Noch keine Nachricht, F., und es dauert schon lange. Wie beginnst Du das Frühjahr? Ich habe heute nach langer Zeit einen Spaziergang gemacht, es ist nämlich Sonntag und gutes Wetter, einer jener Augenblicke, wo die Anordnung im Gerichtssaal sich ändert, die lächerlichsten Verschiebungen vorgenommen werden, wo man glaubt, sehr gut behandelt worden zu sein und alle Rechnungen trotz zweifelloser, in die Augen schlagender Unrichtigkeiten stimmen. Dieses Gefühl ist aber an einem falschen Platz, es ist zumindest eine überflüssige Anhäufung, an diesem Vormittag brauchte ich es nicht, wohl aber gestern und vorgestern und sofort, wo ich vormittag den schmerzenden Kopf förmlich in den Händen drehte, denn ihn sich selbst zu überlassen schien unmöglich. Der heutige Vormittag gleicht das vielleicht aus, aber gestern wußte ich das nicht und morgen habe ich es vergessen.
**********
## AUFGABE
Schreiben Sie aus dem Lesetext die Stelle zwischen „Noch keine Nachricht, F., und“ und „ich es vergessen.“ einschließlich dieser Wörter wortgetreu ab.
**********
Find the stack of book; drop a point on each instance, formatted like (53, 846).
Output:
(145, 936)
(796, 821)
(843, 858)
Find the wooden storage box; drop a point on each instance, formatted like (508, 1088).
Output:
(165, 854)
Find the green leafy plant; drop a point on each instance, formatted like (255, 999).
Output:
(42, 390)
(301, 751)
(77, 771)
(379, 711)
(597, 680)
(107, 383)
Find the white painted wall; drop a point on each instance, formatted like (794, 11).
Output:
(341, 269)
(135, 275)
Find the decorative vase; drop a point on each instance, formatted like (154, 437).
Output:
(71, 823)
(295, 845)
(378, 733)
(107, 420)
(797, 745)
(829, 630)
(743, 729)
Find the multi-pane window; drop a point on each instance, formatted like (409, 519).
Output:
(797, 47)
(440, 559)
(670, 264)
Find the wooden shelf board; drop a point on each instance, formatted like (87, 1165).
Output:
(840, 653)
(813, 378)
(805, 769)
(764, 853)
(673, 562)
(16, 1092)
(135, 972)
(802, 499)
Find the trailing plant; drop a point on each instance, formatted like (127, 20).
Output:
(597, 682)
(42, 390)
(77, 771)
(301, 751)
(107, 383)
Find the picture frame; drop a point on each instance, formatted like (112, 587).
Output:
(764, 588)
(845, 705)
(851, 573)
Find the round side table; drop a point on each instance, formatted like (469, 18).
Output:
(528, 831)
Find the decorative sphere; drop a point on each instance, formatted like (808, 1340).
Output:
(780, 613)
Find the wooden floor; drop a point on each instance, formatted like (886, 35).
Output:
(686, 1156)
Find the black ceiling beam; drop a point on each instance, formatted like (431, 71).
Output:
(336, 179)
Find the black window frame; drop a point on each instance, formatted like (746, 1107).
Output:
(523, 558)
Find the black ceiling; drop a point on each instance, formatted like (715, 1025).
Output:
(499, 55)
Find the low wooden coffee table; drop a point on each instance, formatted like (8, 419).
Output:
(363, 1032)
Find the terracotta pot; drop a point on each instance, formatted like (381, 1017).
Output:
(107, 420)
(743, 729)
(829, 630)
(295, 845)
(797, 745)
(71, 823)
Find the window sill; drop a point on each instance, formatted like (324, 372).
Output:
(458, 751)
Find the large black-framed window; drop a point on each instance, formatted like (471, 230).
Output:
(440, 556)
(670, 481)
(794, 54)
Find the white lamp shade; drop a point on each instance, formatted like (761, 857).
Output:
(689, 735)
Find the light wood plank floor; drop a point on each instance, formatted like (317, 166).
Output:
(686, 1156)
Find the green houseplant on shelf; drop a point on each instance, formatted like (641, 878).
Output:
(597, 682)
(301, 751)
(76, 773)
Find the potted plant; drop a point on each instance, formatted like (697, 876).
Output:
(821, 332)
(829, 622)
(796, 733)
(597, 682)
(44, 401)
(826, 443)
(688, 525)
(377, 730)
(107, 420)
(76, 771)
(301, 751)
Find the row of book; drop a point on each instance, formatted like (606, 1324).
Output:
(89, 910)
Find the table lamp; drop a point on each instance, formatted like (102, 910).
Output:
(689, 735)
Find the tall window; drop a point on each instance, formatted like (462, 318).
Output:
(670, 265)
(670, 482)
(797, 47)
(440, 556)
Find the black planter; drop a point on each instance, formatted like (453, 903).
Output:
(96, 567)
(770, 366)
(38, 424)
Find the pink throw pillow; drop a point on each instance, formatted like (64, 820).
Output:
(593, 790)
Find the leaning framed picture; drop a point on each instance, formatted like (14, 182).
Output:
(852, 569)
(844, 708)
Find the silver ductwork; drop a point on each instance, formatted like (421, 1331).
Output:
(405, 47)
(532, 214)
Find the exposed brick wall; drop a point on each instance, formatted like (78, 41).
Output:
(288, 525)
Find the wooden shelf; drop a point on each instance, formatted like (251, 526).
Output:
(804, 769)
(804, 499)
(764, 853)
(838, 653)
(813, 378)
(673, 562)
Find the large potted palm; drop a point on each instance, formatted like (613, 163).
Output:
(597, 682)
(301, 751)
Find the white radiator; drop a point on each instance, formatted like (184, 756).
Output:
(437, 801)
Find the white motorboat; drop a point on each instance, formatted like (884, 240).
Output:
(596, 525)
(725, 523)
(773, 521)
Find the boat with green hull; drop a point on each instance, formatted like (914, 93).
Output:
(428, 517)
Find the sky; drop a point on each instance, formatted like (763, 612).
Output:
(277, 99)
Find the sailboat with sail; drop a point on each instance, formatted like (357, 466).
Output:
**********
## LÖSUNG
Noch keine Nachricht, F., und es dauert schon lange. Wie beginnst Du das Frühjahr? Ich habe heute nach langer Zeit einen Spaziergang gemacht, es ist nämlich Sonntag und gutes Wetter, einer jener Augenblicke, wo die Anordnung im Gerichtssaal sich ändert, die lächerlichsten Verschiebungen vorgenommen werden, wo man glaubt, sehr gut behandelt worden zu sein und alle Rechnungen trotz zweifelloser, in die Augen schlagender Unrichtigkeiten stimmen. Dieses Gefühl ist aber an einem falschen Platz, es ist zumindest eine überflüssige Anhäufung, an diesem Vormittag brauchte ich es nicht, wohl aber gestern und vorgestern und sofort, wo ich vormittag den schmerzenden Kopf förmlich in den Händen drehte, denn ihn sich selbst zu überlassen schien unmöglich. Der heutige Vormittag gleicht das vielleicht aus, aber gestern wußte ich das nicht und morgen habe ich es vergessen.